### PASSAGE:
* begin *

By: Mark Glennon*

 

Illinois Treasurer Michael Frerichs today announced suspension of all State of Illinois business with Wells Fargo.

 

A number of Wells Fargo employees — a huge number even by Wall Street scandal standards — recently were found to have fraudulently opened millions of phony bank and credit card accounts and charged fees on those accounts.

 

Is Frerichs punishing the guilty? No, he is punishing Illinois taxpayers, blameless shareholders and employees who’ve done nothing wrong.

 

The Illinois Treasurer is an administrative office. Its purpose is simply to invest state cash on hand in the best interest of taxpayers. It engages in hundreds of billions of dollars of short term investment transactions each year with different banks. To select which banks, it uses a “best bid” system, as Frerichs called it.

 

With Wells Fargo’s suspension, “best bid” obviously won’t be good enough, and taxpayers will bear whatever additional cost comes from taking the second best bid on transactions where Wells Fargo would make a better offer.  Until now, $30 billion annually has gone to Well Fargo as the best bid, according to Frerichs.

 

Illinois Treasurer Michael Frerichs on CNBC today
Illinois Treasurer Michael Frerichs on CNBC today

Frerichs was pounding his chest all over the media today about the suspension. He bragged on Twitter that he was about to go on CNBC. Evidently, he didn’t anticipate getting a smart questioner, Michelle Cabrera. She saw the issue of impact on taxpayers immediately. Watch the video to see Frerichs duck questions about that twice.

* end *

Entries from a point annotation set:
* begin *

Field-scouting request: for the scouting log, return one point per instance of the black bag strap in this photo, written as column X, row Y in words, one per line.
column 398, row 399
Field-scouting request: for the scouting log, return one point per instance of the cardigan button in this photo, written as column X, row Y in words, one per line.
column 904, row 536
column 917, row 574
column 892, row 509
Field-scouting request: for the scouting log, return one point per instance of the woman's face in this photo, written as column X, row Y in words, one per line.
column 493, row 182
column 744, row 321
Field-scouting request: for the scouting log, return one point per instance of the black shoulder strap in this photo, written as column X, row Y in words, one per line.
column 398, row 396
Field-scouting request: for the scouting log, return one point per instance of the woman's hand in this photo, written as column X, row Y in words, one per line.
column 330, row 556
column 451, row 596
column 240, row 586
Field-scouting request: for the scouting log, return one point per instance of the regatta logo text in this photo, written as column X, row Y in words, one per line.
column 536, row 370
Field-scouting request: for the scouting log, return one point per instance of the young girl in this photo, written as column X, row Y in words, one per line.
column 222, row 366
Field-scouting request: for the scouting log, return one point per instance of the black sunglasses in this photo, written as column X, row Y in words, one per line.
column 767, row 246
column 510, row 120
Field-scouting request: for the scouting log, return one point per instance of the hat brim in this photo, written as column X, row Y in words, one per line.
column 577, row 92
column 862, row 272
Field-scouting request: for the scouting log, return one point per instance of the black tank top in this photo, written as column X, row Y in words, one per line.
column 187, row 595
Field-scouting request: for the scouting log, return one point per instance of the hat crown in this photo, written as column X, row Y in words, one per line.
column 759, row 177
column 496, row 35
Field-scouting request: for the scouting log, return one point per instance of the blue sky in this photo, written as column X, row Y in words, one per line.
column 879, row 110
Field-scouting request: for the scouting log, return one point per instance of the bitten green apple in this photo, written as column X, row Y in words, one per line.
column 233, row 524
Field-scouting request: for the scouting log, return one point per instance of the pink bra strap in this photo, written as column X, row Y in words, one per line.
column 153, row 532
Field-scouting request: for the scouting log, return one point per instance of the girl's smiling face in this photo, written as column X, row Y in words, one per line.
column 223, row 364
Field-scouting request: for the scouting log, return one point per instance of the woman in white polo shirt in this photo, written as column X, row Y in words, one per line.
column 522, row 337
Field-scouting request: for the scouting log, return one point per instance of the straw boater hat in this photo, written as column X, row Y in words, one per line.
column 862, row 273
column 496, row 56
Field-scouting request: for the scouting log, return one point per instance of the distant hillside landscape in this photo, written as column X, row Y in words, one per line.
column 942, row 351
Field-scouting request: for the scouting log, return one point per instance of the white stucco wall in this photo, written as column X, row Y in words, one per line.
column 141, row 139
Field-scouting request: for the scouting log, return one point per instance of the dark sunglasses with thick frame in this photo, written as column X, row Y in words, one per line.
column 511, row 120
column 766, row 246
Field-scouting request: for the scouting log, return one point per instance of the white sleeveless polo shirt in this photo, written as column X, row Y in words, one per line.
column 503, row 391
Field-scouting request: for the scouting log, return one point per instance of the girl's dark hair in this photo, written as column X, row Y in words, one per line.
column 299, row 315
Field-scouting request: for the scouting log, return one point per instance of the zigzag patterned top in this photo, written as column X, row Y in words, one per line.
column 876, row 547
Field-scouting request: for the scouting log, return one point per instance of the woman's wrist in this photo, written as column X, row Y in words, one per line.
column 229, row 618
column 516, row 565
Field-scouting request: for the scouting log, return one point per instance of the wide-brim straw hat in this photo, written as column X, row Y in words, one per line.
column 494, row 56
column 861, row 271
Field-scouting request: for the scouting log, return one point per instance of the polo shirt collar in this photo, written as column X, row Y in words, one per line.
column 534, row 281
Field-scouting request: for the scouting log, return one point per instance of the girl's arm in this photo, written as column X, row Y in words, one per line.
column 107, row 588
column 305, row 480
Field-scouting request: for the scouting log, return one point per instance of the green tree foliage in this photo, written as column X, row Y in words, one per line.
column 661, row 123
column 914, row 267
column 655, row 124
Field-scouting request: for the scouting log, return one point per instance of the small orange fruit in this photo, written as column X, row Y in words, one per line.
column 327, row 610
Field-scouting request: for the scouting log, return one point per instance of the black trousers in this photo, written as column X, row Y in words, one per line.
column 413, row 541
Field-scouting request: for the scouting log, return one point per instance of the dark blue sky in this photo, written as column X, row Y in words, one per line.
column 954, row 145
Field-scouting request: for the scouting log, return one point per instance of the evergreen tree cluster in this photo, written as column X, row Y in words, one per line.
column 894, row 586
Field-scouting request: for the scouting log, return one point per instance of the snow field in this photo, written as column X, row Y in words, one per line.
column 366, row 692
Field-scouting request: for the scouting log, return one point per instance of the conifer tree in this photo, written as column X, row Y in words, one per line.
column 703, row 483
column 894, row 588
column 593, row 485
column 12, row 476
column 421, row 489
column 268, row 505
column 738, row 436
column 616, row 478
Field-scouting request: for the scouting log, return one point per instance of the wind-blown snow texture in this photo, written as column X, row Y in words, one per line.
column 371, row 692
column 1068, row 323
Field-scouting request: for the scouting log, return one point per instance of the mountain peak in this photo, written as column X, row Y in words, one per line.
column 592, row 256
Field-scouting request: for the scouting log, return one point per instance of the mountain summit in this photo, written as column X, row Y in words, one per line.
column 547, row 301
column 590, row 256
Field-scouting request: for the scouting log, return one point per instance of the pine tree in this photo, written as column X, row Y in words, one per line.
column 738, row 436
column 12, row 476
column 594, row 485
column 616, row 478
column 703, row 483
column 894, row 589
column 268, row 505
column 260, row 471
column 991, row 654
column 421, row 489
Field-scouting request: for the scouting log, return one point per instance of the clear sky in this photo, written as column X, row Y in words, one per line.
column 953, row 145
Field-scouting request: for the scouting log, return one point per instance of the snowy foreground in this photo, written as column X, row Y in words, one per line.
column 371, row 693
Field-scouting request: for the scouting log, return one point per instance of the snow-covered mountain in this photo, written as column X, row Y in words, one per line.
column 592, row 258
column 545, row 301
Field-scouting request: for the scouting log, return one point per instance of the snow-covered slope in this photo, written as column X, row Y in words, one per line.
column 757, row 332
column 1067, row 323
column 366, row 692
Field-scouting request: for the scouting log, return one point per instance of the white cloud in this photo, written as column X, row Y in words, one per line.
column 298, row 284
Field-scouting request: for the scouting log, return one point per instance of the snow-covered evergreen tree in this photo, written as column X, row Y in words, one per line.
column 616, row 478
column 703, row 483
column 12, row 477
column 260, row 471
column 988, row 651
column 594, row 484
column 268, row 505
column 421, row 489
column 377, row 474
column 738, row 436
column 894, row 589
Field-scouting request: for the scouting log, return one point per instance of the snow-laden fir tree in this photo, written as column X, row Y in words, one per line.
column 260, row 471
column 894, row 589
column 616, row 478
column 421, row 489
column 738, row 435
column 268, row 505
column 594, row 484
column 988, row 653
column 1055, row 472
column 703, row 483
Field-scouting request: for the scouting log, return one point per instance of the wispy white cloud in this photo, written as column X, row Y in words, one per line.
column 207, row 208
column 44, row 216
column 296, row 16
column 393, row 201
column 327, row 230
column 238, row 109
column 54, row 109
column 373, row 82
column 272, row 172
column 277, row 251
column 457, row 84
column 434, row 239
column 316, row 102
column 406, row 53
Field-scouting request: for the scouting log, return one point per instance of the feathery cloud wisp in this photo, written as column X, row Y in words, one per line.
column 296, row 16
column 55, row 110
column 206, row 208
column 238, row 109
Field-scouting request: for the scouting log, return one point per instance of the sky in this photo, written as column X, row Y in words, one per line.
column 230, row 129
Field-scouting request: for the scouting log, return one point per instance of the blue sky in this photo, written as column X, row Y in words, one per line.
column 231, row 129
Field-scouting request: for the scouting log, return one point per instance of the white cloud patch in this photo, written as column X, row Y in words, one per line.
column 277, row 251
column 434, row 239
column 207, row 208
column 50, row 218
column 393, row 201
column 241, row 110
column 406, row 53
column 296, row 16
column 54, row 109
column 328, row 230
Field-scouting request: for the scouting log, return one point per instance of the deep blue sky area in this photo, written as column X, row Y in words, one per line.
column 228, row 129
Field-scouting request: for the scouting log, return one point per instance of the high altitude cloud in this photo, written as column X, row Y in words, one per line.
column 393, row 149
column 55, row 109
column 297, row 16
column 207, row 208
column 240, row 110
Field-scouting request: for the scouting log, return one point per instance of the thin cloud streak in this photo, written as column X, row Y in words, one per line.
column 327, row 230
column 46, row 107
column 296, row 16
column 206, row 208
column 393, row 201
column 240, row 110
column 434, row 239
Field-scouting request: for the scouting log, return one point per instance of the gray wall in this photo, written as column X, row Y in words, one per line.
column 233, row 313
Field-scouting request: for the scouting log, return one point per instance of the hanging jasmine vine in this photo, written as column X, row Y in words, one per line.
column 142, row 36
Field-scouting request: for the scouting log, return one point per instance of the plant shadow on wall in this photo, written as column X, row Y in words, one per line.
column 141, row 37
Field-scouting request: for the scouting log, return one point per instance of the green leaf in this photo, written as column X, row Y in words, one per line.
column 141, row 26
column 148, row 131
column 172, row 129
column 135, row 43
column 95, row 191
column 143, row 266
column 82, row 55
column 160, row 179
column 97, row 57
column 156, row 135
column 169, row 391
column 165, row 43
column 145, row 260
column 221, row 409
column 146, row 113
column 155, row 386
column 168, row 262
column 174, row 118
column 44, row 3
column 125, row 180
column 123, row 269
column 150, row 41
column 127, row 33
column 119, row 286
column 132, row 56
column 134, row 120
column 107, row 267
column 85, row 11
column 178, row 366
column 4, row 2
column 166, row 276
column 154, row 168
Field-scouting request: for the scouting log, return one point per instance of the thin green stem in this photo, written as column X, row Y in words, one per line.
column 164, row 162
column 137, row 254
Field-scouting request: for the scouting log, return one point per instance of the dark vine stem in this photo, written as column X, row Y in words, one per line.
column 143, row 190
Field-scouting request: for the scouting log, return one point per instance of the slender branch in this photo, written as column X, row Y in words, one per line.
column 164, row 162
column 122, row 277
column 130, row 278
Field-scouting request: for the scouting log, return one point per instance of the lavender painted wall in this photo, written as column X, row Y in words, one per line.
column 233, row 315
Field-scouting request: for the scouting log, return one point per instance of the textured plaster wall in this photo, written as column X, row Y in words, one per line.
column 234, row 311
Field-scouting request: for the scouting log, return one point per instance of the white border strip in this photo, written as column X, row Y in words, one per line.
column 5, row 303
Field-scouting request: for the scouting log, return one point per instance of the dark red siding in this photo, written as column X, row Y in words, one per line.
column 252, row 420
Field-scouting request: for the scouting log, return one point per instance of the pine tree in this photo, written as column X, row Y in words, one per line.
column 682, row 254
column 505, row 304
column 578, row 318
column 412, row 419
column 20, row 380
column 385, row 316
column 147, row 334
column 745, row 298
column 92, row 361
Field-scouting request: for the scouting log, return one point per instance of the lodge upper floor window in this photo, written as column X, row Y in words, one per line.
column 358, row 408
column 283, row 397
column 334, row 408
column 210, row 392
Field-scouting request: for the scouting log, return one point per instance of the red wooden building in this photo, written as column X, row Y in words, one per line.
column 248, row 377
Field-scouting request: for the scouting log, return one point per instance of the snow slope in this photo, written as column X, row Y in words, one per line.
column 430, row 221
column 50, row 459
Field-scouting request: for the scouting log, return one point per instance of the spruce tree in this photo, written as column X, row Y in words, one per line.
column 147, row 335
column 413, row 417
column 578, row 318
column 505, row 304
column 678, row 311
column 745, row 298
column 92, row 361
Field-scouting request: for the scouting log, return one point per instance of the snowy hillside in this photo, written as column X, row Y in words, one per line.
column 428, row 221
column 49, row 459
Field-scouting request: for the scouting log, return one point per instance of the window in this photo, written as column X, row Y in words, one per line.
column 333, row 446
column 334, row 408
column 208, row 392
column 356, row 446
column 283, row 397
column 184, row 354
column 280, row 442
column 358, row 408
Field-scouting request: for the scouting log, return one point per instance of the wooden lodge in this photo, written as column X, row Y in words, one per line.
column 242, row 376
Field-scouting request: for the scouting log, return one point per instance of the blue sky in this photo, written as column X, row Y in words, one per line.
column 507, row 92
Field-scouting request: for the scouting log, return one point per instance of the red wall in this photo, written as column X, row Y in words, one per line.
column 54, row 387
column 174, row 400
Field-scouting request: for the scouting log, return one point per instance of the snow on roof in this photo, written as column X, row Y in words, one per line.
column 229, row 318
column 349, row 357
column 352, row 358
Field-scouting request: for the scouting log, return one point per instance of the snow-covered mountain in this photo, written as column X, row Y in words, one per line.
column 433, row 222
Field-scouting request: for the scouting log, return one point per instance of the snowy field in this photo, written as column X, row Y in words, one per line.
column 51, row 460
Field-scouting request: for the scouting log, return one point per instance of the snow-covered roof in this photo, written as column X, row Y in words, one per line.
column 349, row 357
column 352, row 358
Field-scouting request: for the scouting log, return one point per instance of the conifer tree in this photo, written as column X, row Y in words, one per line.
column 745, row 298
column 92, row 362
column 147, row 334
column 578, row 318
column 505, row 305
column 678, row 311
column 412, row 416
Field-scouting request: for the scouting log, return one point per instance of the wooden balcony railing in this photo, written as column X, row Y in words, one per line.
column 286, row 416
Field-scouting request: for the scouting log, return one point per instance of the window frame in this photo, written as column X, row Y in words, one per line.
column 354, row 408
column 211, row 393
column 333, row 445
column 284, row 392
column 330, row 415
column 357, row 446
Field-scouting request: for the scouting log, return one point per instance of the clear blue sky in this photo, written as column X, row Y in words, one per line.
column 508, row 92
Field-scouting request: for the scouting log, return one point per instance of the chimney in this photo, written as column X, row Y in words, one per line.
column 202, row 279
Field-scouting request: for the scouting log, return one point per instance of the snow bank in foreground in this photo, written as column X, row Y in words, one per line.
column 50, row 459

* end *

### SET PROBLEM 1:
Rewrite the Wells Fargo suspension article starting with "Illinois Treasurer Michael Frerichs today" and going on through "Frerichs called it.", with "residents" substituted for "taxpayers".
### SET PROBLEM 2:
Carry the Wells Fargo suspension article forward from its last sentence.
The material stands apart from the Wells Fargo suspension article.

### TASK RESPONSE 1:
Illinois Treasurer Michael Frerichs today announced suspension of all State of Illinois business with Wells Fargo.

 

A number of Wells Fargo employees — a huge number even by Wall Street scandal standards — recently were found to have fraudulently opened millions of phony bank and credit card accounts and charged fees on those accounts.

 

Is Frerichs punishing the guilty? No, he is punishing Illinois residents, blameless shareholders and employees who’ve done nothing wrong.

 

The Illinois Treasurer is an administrative office. Its purpose is simply to invest state cash on hand in the best interest of residents. It engages in hundreds of billions of dollars of short term investment transactions each year with different banks. To select which banks, it uses a “best bid” system, as Frerichs called it.

### TASK RESPONSE 2:
Then there are shareholders. The suspension probably will further hurt Wells Fargo stock. Shareholders have already lost a stunning $25 billion in market capitalization since the scandal broke. How does that compare to the damage done by the fraudsters? The fake accounts generated just $2.6 million in fees over a four-year period, according to CNBC. That’s about 1/1,000 of the loss to shareholders. And who are the shareholders who lost the $25 billion? You, me and millions of others with broad based stock funds in our IRA, 401(k) or whatever.

 

Finally, there are employees. 5,300 of them allegedly engaged in the fraud (though they’ve filed a lawsuit claiming they’ve been wronged). Add another 1,000 for good measure to include higher ups who might have been enablers or whatever. But Wells Fargo has 265,000 employees! Most of them had nothing to do with this. They’ll suffer with the bank, too.

 

Nobody is defending the fraudsters here. This is an epic scandal because of the flagrancy of the acts committed and the number of people allegedly involved. The point is simply that individual corporate wrongdoers should always be punished, not the corporation itself. Yes, the profit from any fraud should disgorged from the corporation, but beyond that it’s the bad guys only who should get smacked.

 

On that subject, Wells Fargo already fired the 5,300 employees. It has agreed to pay restitution of $200 million to regulators. It’s CEO will have $40 million in compensation clawed back. If you don’t think that’s punishment enough, fine, but direct the punishment towards the guilty.

 

*Mark Glennon is founder of WirePoints. Opinions expressed are his own.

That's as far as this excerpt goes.